What this exercise asks:
- A) Answer each question from the Leyton account, one line each:
(i) What event does the writer say is coming to the Old East End this year?
(ii) What are nearly all of the new street lights in Leyton entangled with?
(iii) What did the man who offered a lift ask whether the writer had?
- B) Rename "recycling centre" as "tip" in the Leyton account, and give the passage from "We knew we were" up to and including "DRIVE us there!" with that change.
- C) Continue the Leyton account from its final sentence.

--- Start of Extract provided ---

Things were going well until we arrived in Leyton and found that our map didn't actually show us HOW to get to our destination, and also that things had CHANGED round E10 way. I don't know if you've been told, but apparently THE OLYMPICS are coming to the Old East End this year, so there has been a lot of work done on the "street furniture". Charmingly in Leyton this seems to have included planted loads of street lights which bend over in such a way tnat nearly ALL of them are entangled with the telephone wires, but there's also been some NEW ROADS put in and OLD ONES sealed off. We thus became ever so slightly lost.

We knew we were NEAR the recycling centre, but couldn't work out exactly where we were or how to get there, so asked a passing Generational Trio (toddler, father, grandfather) how to get there. To our amazement the middle member of the group asked if we'd got a postcode and, when I'd said we had, offered to DRIVE us there!

--- End of Extract provided ---
--- Start of Information provided ---

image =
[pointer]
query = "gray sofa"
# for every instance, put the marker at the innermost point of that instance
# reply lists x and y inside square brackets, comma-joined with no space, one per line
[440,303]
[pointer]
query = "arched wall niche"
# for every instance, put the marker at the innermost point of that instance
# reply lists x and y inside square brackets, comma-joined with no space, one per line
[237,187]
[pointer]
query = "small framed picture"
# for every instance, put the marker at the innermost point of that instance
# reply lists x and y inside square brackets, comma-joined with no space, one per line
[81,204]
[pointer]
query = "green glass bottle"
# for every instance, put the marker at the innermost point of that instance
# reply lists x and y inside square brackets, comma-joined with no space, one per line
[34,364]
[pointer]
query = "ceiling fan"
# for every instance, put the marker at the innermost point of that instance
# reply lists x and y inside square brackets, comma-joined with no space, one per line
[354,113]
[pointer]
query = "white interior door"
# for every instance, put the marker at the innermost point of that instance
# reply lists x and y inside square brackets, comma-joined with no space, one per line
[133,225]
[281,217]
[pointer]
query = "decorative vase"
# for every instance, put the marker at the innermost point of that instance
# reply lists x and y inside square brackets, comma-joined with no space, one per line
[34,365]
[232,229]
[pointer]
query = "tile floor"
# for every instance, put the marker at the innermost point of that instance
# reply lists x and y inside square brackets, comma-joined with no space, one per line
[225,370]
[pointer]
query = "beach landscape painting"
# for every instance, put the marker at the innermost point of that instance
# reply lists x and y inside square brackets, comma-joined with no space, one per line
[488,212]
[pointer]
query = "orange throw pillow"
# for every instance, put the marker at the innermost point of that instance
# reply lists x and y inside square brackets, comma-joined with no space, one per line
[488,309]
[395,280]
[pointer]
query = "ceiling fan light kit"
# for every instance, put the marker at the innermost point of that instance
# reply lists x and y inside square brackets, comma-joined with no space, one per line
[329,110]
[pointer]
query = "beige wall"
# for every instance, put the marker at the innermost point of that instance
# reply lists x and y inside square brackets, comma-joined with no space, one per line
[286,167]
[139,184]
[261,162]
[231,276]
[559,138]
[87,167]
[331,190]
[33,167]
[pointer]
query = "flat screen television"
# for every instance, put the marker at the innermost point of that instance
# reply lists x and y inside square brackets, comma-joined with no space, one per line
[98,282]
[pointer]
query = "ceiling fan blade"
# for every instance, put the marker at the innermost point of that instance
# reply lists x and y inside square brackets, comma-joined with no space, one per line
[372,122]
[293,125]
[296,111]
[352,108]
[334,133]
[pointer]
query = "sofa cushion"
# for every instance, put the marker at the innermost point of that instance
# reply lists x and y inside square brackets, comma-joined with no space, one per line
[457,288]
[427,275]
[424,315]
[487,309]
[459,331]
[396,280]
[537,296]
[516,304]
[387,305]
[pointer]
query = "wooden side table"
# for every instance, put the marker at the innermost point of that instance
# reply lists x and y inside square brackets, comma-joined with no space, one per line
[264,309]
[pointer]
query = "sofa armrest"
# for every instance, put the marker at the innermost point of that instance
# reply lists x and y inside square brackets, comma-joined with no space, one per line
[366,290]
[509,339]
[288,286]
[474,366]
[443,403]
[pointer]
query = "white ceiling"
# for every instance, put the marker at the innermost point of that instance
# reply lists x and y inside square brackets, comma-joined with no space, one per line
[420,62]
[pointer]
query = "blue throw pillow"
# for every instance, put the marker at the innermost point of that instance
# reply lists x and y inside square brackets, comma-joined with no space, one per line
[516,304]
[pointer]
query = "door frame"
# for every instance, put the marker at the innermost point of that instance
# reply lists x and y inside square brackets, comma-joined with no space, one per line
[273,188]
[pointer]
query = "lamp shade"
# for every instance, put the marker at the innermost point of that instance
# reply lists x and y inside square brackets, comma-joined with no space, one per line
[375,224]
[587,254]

--- End of Information provided ---

Task-by-task outputs:
- A)
(i) The Olympics.
(ii) The telephone wires.
(iii) A postcode.

- B)
We knew we were NEAR the tip, but couldn't work out exactly where we were or how to get there, so asked a passing Generational Trio (toddler, father, grandfather) how to get there. To our amazement the middle member of the group asked if we'd got a postcode and, when I'd said we had, offered to DRIVE us there!

- C)
What a lovely man! We thus HOPPED into his car, put the postcode into his satnav and set off. Leyton, clearly, is full of SAINTS... tho, it turns out, not the kind who have working SatNavs. He said "Ah! The SatNav says it'll take 8 minutes" which seemed a LONG time to me, but assumed there'd be a one way system or something. Similarly when we set off in the OPPOSITE direction from the map I thought the same and assumed we'd be circling back... but we didn't. In fact we headed off towards WALTHAMSTOW and KEPT heading that way until, roughly 8 minutes later, we arrived in a deserted SQUARE in an ESTATE.

I thought he MIGHT be right, but if not didn't want to FORCE him to ferry us around any more, so we hopped out, waved our Good Samaritan goodbye, and then looked at the MAP again. We were MILES away from where we'd been and so had a DELIGHTFUL half hour STOMP through Leyton, seeing Interesting Churches, an old BOWLS CLUB and some ALMSHOUSES on the way. "This is what it's like on TOUR" i told The Green Of My Bowls Club, "We're having an ADVENTURE!"

Eventually we got back to just round the corner from where we'd got in the car and went down many side roads, none of which led to the recycling centre. We could SEE it, but couldn't get in, and eventually ended up at The Allotments (where The Landlady harvests many items for our TEA). I could see a big sign 100 yards away saying "Recycling Centre" but there was a 20 foot high LOCKED GATE between us and IT. The Rungs On My Ladder saw two MEN working along the road, so we waved and called to them. "No public access! No public access!" one shouted back at us. "Go round!" he added, but we kept waving and eventually he came strolling over (despite his colleague telling him not to bother) to tell us that this road was now LOCKED and we'd have to go MILES around in a whole other direction to get in.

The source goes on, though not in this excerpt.